**Excerpt:**
* * *
News

Union warns CHW delays are deepening Northern Cape healthcare crisis

Morgan Morgan|Published

Community health workers have long called for permanent absorption, warning that ongoing delays continue to undermine front-line healthcare services across the Northern Cape.

Image: File picture

A FRONT-LINE workers’ union has cautioned that the Northern Cape’s healthcare crisis will only worsen if community health workers (CHWs) continue to face uncertainty over their employment status and if austerity measures are allowed to chip away at essential services.

In a statement issued in relation to Finance Minister Enoch Godongwana’s recent Medium-Term Budget Policy Statement (MTBPS), the National Public Service Workers Union (NPSWU) argued that delays in permanently absorbing CHWs – coupled with years of leadership instability in the provincial Health Department – have left front-line health staff “carrying an impossible load” as clinics and hospitals buckle under pressure.

The union said that the tenure – and eventual resignation – of Health MEC Maruping Lekwene had created a climate of uncertainty for workers on the ground. “Instability in leadership translates into instability in service delivery, and CHWs feel the impact first,” NPSWU provincial organiser Thapelo Thole noted.

Oversight exposes major failures

The warning coincides with Parliament’s Select Committee on Social Services’ recent oversight visit to health facilities in the Province, which highlighted widespread issues, including deteriorating infrastructure, severe staff shortages, broken equipment, medicine stockouts, and an expensive biometric system that remains non-functional.

These findings also align with the Auditor-General’s latest report, which flagged the department for ongoing financial mismanagement and yet another qualified audit.

Against this backdrop, the NPSWU pointed out that any budget tightening or hiring freezes “directly harm communities”, especially areas where CHWs are often the only accessible point of care.

“CHWs are the heartbeat of community health – reaching rural and under-resourced areas where clinics are few and distances long. If funding is cut or CHWs remain on temporary contracts, communities will suffer: weaker service delivery, rising health risks, and more insecurity for those doing life-saving work,” said Thole.

Union demands protection of front-line services

NPSWU has called for:

  • Full, permanent absorption of CHWs in the Northern Cape without further delay
  • Protection of public-health funding, particularly staffing and community outreach
  • An end to hiring freezes that leave clinics understaffed
  • A human-rights impact assessment before any spending cuts affecting health services

The union added that fiscal pressure “cannot become an excuse for abandoning public-health obligations” in a province already battling overcrowded emergency units, long waiting times, failing infrastructure, and chronic under-resourcing.
* * *
**Information provided:**
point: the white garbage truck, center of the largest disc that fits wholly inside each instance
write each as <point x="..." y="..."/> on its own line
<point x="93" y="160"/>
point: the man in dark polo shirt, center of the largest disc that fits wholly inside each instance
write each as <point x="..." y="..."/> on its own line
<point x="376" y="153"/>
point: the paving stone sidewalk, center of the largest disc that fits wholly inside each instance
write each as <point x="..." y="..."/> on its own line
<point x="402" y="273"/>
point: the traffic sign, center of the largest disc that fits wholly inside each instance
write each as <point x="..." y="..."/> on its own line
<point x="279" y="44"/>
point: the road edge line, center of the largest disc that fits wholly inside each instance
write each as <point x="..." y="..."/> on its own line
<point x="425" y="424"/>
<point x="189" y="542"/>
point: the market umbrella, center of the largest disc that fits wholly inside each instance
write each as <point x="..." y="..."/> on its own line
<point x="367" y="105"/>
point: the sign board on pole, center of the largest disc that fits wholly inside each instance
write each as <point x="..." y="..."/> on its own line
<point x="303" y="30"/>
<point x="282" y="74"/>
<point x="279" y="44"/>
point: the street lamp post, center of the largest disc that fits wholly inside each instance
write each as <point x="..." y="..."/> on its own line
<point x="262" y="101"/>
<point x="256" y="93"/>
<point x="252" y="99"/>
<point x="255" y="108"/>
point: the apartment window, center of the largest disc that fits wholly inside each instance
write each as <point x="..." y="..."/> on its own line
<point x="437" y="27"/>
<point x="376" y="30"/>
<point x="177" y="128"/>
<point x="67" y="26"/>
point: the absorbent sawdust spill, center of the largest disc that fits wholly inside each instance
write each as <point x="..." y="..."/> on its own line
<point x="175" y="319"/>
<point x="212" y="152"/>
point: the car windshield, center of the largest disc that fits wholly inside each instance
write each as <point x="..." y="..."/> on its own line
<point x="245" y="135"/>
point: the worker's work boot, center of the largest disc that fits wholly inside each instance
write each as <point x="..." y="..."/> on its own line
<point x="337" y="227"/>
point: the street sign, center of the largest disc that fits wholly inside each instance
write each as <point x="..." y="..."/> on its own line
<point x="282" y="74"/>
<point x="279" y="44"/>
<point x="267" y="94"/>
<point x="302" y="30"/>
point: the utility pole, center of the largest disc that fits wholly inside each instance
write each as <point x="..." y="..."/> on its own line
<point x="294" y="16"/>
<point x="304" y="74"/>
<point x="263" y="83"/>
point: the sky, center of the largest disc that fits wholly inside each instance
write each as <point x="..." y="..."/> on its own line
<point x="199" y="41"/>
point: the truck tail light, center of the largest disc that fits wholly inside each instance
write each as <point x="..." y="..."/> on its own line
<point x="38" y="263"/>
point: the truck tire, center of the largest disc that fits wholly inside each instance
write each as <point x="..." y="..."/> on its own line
* * *
**Task requirements:**
From the news article on Northern Cape community health workers, copy the passage from "The union said" to "another qualified audit." word for word.

**Written response:**
The union said that the tenure – and eventual resignation – of Health MEC Maruping Lekwene had created a climate of uncertainty for workers on the ground. “Instability in leadership translates into instability in service delivery, and CHWs feel the impact first,” NPSWU provincial organiser Thapelo Thole noted.

Oversight exposes major failures

The warning coincides with Parliament’s Select Committee on Social Services’ recent oversight visit to health facilities in the Province, which highlighted widespread issues, including deteriorating infrastructure, severe staff shortages, broken equipment, medicine stockouts, and an expensive biometric system that remains non-functional.

These findings also align with the Auditor-General’s latest report, which flagged the department for ongoing financial mismanagement and yet another qualified audit.